··· Supplied material

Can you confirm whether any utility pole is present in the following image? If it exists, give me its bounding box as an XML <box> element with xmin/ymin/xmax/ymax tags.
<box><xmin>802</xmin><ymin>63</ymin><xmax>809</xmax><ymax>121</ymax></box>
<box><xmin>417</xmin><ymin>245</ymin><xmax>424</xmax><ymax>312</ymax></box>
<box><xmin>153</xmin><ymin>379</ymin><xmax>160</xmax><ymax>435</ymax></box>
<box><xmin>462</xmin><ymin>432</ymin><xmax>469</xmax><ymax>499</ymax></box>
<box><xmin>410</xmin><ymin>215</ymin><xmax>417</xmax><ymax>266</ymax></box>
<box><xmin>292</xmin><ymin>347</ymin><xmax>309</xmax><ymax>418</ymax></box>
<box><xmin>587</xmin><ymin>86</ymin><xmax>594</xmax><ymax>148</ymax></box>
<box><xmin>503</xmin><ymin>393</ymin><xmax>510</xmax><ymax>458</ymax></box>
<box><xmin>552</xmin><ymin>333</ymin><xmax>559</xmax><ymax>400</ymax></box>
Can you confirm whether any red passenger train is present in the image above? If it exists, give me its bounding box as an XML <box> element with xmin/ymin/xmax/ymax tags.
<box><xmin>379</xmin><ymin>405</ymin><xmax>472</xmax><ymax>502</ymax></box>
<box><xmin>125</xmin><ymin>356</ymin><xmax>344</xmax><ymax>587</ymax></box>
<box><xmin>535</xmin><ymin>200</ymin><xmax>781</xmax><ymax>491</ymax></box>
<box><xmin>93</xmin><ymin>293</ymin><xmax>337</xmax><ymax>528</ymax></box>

······

→ Your task:
Reproduce the part of the entries that opens with the line containing "Can you confirm whether any red" and runs through the end of the entries, swapping "passenger train" for "commuter train" and leaving everything else unchanged.

→ Reply:
Can you confirm whether any red commuter train is present in the image above? If it exists, give me its bounding box as an XML <box> element with xmin/ymin/xmax/ymax tags.
<box><xmin>379</xmin><ymin>405</ymin><xmax>472</xmax><ymax>502</ymax></box>
<box><xmin>125</xmin><ymin>356</ymin><xmax>344</xmax><ymax>587</ymax></box>
<box><xmin>535</xmin><ymin>200</ymin><xmax>781</xmax><ymax>491</ymax></box>
<box><xmin>93</xmin><ymin>293</ymin><xmax>337</xmax><ymax>528</ymax></box>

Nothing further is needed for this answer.